Source records:
%%

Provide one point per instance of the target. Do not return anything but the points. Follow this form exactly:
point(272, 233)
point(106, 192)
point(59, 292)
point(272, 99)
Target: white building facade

%%

▶ [Request]:
Print the lines above word for word, with nothing changed.

▶ [Finished task]:
Provide one point per instance of the target. Do not return anything but the points. Follow this form exactly:
point(272, 233)
point(106, 192)
point(59, 292)
point(272, 99)
Target: white building facade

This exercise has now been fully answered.